SOURCE EXCERPT:

◆ ◆ ◆ ◆ ◆ ◆ ◆

Wednesday, January 23, 2013

Visiting the Forgotten (Ghost Towns of Oklahoma)

From my TravelOKCity column, 2011

Forsaken and forgotten but still standing tall.

Every little boy has that intrepid adventurer in him. I am all for cultivating that sense of adventure and imagination in every young mind. The problem is that little boy still resides in my husband’s head. Sometimes he still fancies himself an Oklahombre robbing the Santa Fe train for some silver.

If you stand perfectly still, you will hear ghosts lamenting their past.

So one day, we went searching for ghost towns, so he can live his illusions of being an Oklahoma Long Rider, using TravelOKCity as an excuse. “It’ll be a good story,” he said with a straight face. We headed towards the east from Stillwater, expecting to find forgotten towns inhabited by shadows of former glories. Instead, we found proof of life, albeit slowed down like the old lady manning the little service station at Blackburn in Pawnee County.

Waiting for a vacancy at the very posh Ingalls hotel.
The Waltons was playing on a small television by the door when we walked in. The owner greeted us cordially and asked where we’re from. We’re from the city, we said. My husband stammered a bit when he revealed that we were looking for historic places of interest, groping for a better term than “ghost town”. “Ghost town, you say” she offered kindly with humor evident in her tone. It was as if she knew that she was living in a place that had somehow lost its place in the map. She took out a book and offered it to us. It was a book on ghost towns of Oklahoma, featuring her town.

◆ ◆ ◆ ◆ ◆ ◆ ◆

DATASET CONTENT:

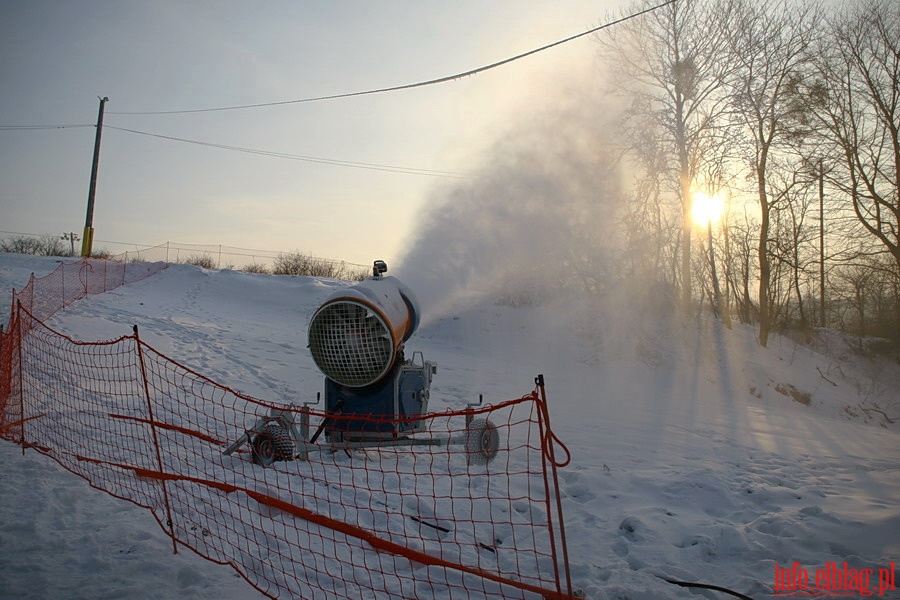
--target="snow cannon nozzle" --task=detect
[309,260,420,387]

◆ ◆ ◆ ◆ ◆ ◆ ◆

EXERCISES TO COMPLETE:
a) In the ghost towns excerpt, where was the little service station run by the old lady?
b) Carry on the ghost towns excerpt, picking up after its final sentence.
The data here was drawn from a separate source.

RESPONSES TO THE TASKS:
a) At Blackburn in Pawnee County.

b)
sweet little church
We needed to see the United Methodist Church, she said. It was built in the early 1900s. And without looking, as if she had done this numerous times, she offered us a key so we could take a look inside. We took it with reverence as if we were handed the key to the city.  The quaint house of worship had beautiful stained glass windows that were crafted by her daughter. The register of attendance plaque said that last Sunday’s attendance was 15. 

The baby in the manger sheds some light.
Walking back, we came upon a brick building with a weathered sign that said “Oasis”. It had yellowed palm tree cutouts against peeling wall boards. It was far from what we imagined as a refreshing retreat but we figured it used to be the town’s popular watering hole. The rest of the town center was lined with buildings with pretty much the same condition. They however stood impressive, perhaps owing it to the sturdy brick that still stubbornly held their frames as shadows of their former splendid state, when Blackburn was once a bustling whiskey town in Oklahoma Territory. Incorporated in 1909, it once boasted two banks, a public school, and three churches. 

glimpses of the forgotten
Today, the little lady selling candy bars and soda remains as one of the 15 who keep the church and maybe even the whole community busy.

On our way out, we saw a makeshift sign that said:
Things to do today:
1.    Get organized.
2.    Talk to spouse.
3.    Get re-organized.
4.    Talk to spouse.
5.    Abandon entire idea.
6.    Talk to self.

We wouldn’t be surprised if she made the sign herself.

signs of the living
There were no signs of outlaws, so we moved on to Ingalls where the famous Battle of Ingalls once happened. Here, gunshots were exchanged between the U.S. Marshals and the Doolin Dalton Gang, the Oklahombres notorious for bank and train robberies.  During the shootout, three deputies and two townspeople were killed while the Wild Bunch escaped. 

I am so pleased with how my Pentax poin-and-shoot performed during this trip.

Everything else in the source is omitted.